Collected data
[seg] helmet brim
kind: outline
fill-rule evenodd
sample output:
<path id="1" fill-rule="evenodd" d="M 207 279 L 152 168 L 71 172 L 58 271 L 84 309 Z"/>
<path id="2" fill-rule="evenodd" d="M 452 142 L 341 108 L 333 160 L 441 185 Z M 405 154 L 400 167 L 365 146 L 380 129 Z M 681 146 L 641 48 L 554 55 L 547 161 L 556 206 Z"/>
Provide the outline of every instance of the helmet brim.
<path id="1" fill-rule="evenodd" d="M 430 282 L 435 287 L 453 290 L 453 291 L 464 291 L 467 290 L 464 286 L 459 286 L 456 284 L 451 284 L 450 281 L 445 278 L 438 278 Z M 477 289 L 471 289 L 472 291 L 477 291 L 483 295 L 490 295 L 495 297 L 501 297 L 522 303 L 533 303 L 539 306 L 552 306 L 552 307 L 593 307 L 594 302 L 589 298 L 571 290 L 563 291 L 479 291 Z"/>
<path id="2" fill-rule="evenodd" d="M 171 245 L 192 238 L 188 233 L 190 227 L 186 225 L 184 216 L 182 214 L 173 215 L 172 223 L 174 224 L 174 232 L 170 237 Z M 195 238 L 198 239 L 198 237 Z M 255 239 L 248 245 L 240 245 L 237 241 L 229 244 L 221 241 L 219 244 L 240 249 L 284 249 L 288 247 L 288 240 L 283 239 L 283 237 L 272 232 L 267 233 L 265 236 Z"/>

▸ **Your objective**:
State how many lines in the records above contain the word "helmet". Reply with the number only.

▸ **Answer in full**:
2